Throne of Glass: Chs 16 – 17

The next day, Cally and Chaol are running again, and Cally has to stop to throw up.  Again.  I’m getting pretty sick of her upchucking on every run.  The book seems to think this is impressive, but it’s not.  Throwing up is a sign of something gone wrong.  If you are forcing yourself to throw up on a regular basis, then something has gone wrong.  It doesn’t matter if you’re using exercise or a finger down your throat. 

I’ve seen a lot of people upchuck while running.  About 75% of the time, it’s because they’re either drunk, hungover, or ate too much of the wrong thing before going for a run.  24% of the time, they misjudged their own limits and didn’t take a care to their own bodies.  1%, they were actually sick.

Here, the author seems to use it as 100% “cool, got a good workout today.”  That’s deeply disturbing to me.

While they’re waiting for Cally’s body to stop sending up “HOLY HELL STOP IT THERE’S SOMETHING WRONG” signals, they talk about the scars that are on her back.

“Are you enjoying looking at my scars?”

He sucked on his lower lip for a moment. “When did you get those?” She knew he meant the three enormous lines that ran down her back.

“When do you think?” she said. He didn’t reply

Chaol, you were in the room when these were discussed back at the slave mine.  You’ve already seen these.  What is this?

● **Data**:
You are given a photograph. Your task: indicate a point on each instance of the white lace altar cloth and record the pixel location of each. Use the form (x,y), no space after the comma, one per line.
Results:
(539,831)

● **What is being asked**: Please pick up the Throne of Glass chapter recap after its last line and write the next part.

● **Expected answer**:
As Cally tells the story of how she got the scars, she mentions another woman being raped and killed.  Chaol asked if she ever was, and she says no because all the guards were scared of her.

Wow.  Wow.  I just…wow.  How does anyone get to that level of offensive and not realize it?

Hey all you other women, who are literally chained down, you just weren’t scary enough to stop it!

Look: DON’T WRITE ABOUT FEMALE SLAVES/PRISONERS UNLESS YOU’RE WILLING TO TALK ABOUT RAPE.  There are very few circumstances where you can avoid this.  Kidnappers for ransom?  Political prisoners?  Maybe, because in those cases there’s some bargaining value to keeping the victim in good health.

But rape was a huge part of slavery.  Taking away someone’s power is a huge part of rape.  To take one part out of the other is to discount a huge part of what makes them so terrifying and horrific.  It cheapens the discussion to say “they had me prisoner.  Oh, except when it came to sex, I was tots in control of that.”  It takes away from the other victims by pretending like there was anything they could have done about it, since Miss Special there managed to avoid it.

And if you absolutely must write about female prisoners and don’t want to write about rape?  At the very least, just avoid the topic completely, don’t pull this shit.  Don’t give one character special exemption, because when you do that, you completely misunderstand something that is a very real, current problem. 

Current.

Sex slavery and sex trafficking is still a thing, and so is regular slavery even if we don’t quite cal it that, and don’t you ever forget it or I will fucking find you.

 God, I can’t get over this, I’m going to need a minute.  Do you know how many women in inescapable situations fight back against their captors?  Do you know what happens to them?  They die.  They die brutally.  Oh, but not Cally, she’s too fucking special for that.

Seriously, you’re reading this post late because I can’t even.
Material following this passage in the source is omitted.